Stored records:
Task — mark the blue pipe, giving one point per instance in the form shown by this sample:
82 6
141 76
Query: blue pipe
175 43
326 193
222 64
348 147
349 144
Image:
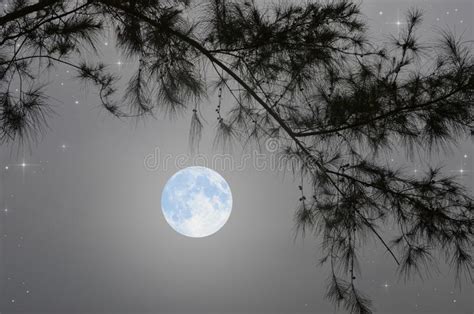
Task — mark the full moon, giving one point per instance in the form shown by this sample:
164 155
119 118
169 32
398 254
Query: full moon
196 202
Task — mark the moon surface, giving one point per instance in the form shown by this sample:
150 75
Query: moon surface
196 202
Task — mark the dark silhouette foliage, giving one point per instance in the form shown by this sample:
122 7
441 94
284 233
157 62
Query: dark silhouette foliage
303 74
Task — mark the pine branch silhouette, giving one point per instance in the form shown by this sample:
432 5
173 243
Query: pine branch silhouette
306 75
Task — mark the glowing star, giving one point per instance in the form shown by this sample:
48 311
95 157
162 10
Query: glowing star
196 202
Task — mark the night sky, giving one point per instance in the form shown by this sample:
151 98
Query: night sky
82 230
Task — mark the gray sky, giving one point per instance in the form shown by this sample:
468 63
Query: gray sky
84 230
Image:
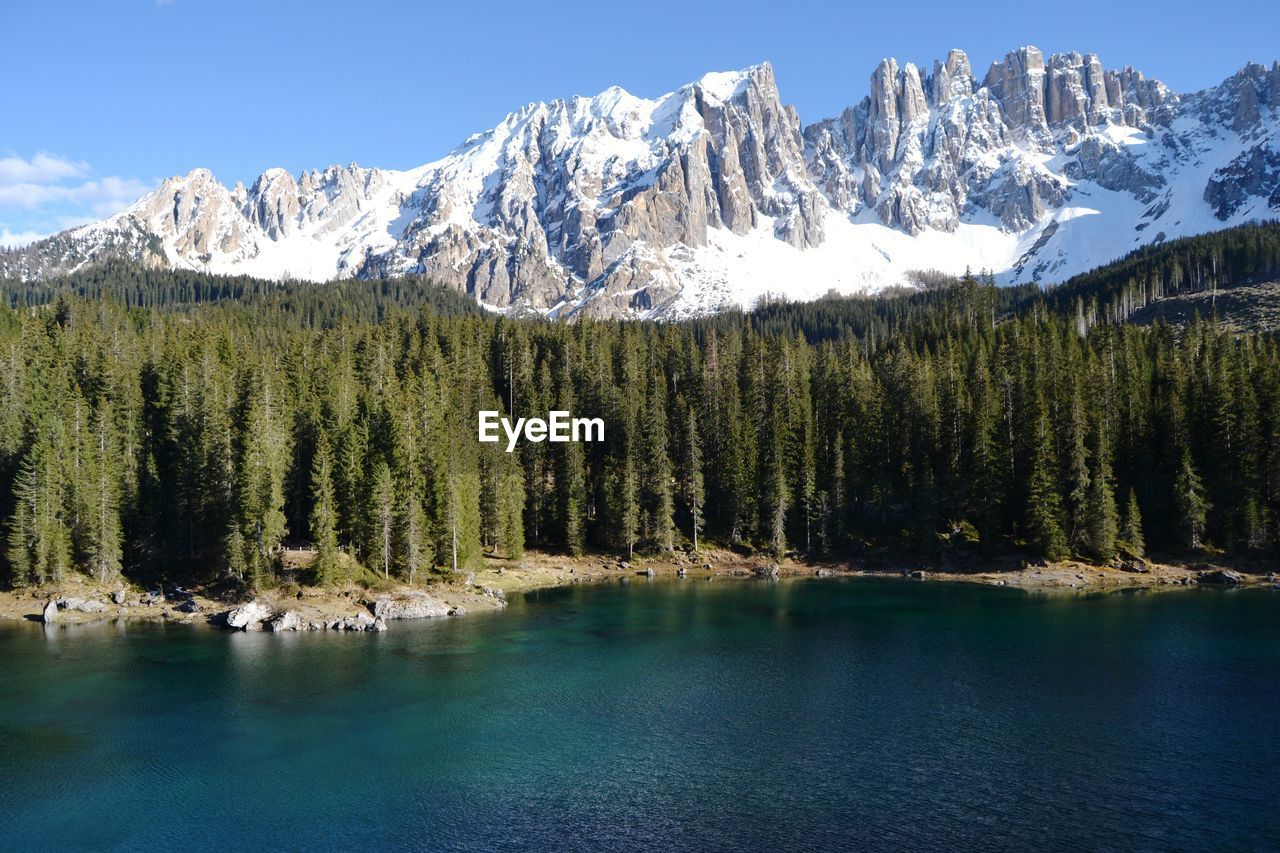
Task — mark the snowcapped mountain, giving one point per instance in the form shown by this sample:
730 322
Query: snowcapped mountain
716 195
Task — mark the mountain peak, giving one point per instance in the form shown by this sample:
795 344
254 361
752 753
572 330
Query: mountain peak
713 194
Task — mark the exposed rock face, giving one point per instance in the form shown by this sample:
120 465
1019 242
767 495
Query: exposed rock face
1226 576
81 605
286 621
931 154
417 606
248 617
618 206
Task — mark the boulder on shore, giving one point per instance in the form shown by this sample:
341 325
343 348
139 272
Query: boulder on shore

**Directions for this task**
Quote all of the stored rows above word for word, leaving out the pictures.

**The completed task**
Task — mark the blue pipe, giving one point per instance in the form shown by this sample:
82 6
141 76
Query: blue pipe
175 43
326 193
222 64
348 147
349 144
Image:
Task — mark the full moon, giving one point per instance in the form shown by this sample:
164 155
119 118
169 32
398 254
Query: full moon
196 202
Task — mark the moon surface, giving one point per instance in the form shown by this sample:
150 75
Query: moon surface
196 202
Task — mark the dark silhouette foliage, giving one point per instance in the form shown by this sample:
122 7
441 94
284 233
157 62
Query: dark silhouette foliage
303 74
Task — mark the pine branch silhouette, giving one point per instance in the form shown by this sample:
432 5
173 243
Query: pine branch silhouette
306 75
Task — mark the glowing star, giving one point per instance in the form shown by this sample:
48 311
95 157
162 10
Query: glowing star
196 202
Task — mark the night sky, giving one point per instance in the form shown by this sample:
151 98
Query: night sky
82 230
Task — mark the gray sky, giving one point per instance in the form shown by this sample:
468 63
Query: gray sky
84 230
Image:
Task — mark the snowcapped mountain, giving one point per instance in the form shown by this sample:
730 322
Query: snowcapped mountain
716 195
Task — mark the mountain peak, giving one point per instance in the form shown by this sample:
795 344
254 361
752 753
572 330
Query: mountain peak
713 194
Task — mark the exposed rock face, giving one point per instance in the form shown by this sample:
120 465
1019 242
767 495
Query: exposed rock face
1226 576
81 605
286 621
931 154
417 606
248 617
618 206
Task — mark the boulder on shore, giving one point per instance in the form shown by this sample:
341 325
343 348
139 272
Query: boulder on shore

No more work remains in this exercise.